From the records below, transcribe exactly the lines that begin at the line with "<point>251,96</point>" and end at the line with "<point>764,424</point>", both included.
-----
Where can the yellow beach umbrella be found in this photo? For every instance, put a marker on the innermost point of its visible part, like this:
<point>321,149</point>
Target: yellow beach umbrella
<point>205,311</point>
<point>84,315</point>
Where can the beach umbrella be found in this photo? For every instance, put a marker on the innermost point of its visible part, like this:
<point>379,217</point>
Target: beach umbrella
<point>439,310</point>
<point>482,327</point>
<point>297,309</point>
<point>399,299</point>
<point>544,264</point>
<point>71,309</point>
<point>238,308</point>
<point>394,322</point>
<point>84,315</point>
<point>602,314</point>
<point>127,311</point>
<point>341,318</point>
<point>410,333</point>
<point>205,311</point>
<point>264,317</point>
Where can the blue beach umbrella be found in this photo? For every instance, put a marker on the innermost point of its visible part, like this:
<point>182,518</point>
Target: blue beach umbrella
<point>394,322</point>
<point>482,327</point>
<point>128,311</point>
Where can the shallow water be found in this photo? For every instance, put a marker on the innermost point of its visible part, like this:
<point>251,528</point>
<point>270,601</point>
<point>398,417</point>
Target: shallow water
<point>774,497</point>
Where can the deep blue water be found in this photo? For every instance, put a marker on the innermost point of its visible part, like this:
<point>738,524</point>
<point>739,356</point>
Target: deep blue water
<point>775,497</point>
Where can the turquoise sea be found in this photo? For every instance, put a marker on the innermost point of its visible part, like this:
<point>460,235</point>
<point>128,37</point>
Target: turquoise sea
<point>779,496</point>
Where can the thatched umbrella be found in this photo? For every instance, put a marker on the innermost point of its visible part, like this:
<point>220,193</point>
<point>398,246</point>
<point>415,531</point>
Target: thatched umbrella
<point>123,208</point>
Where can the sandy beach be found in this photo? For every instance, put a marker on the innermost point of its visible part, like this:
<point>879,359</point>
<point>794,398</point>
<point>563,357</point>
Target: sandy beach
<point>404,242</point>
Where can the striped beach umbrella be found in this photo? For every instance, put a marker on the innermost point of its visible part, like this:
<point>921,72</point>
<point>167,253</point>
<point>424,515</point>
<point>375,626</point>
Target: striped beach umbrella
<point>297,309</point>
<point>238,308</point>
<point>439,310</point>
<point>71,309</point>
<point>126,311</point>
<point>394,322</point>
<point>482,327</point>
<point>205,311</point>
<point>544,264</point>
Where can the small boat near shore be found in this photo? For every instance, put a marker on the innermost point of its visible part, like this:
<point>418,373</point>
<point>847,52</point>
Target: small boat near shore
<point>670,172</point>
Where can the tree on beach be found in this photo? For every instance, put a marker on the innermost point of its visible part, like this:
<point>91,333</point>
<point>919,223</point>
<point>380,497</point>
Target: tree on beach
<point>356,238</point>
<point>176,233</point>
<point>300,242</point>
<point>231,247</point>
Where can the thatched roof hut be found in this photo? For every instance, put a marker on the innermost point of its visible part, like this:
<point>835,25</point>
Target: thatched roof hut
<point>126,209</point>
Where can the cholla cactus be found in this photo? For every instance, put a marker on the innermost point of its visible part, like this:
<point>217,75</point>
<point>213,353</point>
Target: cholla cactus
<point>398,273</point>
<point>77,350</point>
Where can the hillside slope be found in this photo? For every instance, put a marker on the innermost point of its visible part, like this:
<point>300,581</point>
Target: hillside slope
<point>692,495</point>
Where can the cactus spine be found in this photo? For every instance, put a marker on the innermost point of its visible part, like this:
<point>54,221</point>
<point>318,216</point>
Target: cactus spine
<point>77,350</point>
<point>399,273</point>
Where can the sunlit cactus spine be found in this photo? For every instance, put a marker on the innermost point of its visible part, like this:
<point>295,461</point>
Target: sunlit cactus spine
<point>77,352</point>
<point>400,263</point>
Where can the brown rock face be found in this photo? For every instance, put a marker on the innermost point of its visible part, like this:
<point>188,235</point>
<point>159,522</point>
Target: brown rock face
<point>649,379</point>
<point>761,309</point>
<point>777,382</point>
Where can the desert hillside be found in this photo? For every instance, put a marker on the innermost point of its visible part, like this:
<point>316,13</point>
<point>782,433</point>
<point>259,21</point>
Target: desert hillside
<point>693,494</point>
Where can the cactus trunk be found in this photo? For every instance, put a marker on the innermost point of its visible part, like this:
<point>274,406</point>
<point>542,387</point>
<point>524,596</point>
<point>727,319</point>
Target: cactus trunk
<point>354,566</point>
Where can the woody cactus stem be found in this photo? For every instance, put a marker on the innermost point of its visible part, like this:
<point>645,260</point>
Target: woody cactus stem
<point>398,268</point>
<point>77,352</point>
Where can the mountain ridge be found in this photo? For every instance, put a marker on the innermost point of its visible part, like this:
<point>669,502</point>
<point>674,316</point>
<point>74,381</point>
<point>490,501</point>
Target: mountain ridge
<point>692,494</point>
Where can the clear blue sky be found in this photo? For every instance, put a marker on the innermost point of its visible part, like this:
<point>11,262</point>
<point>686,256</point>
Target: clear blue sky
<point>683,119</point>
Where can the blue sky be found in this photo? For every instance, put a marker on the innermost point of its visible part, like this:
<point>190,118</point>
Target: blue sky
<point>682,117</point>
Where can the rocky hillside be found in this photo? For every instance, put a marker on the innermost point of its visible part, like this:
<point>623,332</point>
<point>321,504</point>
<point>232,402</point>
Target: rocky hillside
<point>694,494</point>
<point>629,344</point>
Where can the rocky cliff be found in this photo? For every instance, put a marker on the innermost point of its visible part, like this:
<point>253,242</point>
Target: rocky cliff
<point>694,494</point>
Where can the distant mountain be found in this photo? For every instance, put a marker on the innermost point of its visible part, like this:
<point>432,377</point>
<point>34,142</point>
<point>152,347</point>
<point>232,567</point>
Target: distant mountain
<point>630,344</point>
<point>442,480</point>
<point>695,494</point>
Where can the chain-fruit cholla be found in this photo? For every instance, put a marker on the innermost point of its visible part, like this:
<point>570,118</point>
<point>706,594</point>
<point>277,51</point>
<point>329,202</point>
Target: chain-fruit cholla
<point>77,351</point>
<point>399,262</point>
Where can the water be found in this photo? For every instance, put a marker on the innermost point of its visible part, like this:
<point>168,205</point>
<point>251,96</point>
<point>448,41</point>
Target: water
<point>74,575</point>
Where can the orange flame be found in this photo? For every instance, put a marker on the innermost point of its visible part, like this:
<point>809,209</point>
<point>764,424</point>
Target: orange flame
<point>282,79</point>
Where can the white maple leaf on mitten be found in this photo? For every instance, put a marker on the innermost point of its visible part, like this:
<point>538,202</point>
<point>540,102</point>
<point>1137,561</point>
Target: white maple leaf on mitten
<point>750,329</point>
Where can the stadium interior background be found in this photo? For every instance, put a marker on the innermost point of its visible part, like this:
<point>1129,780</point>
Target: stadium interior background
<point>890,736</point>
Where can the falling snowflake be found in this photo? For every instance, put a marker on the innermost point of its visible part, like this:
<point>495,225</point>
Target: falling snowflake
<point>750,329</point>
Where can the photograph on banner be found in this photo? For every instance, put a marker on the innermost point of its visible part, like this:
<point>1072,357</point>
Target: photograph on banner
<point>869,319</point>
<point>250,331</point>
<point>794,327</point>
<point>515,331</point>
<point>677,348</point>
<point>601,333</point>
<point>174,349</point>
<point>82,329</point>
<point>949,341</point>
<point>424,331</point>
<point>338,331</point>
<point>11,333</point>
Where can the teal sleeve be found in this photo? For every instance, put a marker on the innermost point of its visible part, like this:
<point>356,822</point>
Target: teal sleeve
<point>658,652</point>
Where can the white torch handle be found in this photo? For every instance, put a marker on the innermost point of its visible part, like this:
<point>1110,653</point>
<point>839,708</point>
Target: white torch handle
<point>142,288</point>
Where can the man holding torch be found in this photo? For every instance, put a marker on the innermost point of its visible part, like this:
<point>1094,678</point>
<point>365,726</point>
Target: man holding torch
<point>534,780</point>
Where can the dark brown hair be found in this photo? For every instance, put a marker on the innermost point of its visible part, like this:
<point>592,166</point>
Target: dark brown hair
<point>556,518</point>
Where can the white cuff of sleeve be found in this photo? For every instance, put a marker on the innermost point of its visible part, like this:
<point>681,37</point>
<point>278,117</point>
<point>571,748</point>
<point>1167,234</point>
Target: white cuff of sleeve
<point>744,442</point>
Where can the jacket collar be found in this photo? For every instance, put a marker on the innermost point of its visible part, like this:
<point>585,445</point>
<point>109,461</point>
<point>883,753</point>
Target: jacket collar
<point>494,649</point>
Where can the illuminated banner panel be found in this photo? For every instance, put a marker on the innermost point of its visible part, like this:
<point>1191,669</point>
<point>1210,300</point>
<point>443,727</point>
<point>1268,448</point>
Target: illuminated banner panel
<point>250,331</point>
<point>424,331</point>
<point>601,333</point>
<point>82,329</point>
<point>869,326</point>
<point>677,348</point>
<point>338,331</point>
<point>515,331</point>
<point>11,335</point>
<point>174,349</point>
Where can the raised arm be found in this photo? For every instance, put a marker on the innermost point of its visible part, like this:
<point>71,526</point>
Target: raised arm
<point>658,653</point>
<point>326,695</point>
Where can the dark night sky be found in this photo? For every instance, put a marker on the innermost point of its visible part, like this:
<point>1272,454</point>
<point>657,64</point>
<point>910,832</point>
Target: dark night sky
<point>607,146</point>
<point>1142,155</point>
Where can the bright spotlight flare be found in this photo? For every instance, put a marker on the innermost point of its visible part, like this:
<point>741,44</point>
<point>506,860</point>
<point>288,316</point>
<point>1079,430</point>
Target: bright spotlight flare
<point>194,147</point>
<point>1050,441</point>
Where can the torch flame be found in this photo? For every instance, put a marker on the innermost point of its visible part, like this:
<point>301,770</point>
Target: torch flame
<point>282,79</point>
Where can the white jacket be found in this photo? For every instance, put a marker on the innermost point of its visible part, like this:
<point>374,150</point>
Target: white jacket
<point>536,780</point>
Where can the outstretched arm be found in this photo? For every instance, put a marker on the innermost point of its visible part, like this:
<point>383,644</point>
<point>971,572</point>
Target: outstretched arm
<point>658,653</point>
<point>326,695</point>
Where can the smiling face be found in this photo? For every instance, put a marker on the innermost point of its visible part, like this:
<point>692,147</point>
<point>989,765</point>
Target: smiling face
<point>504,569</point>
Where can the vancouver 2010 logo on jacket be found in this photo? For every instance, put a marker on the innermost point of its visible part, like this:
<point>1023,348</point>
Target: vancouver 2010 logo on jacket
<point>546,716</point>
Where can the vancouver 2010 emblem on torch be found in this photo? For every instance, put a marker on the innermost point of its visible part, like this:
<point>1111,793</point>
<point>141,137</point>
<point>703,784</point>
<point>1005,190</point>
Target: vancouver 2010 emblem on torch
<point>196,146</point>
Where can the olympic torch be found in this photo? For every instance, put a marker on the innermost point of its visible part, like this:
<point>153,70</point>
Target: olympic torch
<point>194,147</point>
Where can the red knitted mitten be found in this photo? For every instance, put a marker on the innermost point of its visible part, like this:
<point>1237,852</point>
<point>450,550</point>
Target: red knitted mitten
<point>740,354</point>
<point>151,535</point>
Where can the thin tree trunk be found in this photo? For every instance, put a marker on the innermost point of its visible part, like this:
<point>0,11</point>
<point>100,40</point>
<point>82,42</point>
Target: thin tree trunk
-----
* _Result below_
<point>251,96</point>
<point>448,41</point>
Target: water
<point>74,575</point>
Where can the orange flame be found in this photo? For every instance, put a marker on the innermost point of its visible part, like this:
<point>809,209</point>
<point>764,424</point>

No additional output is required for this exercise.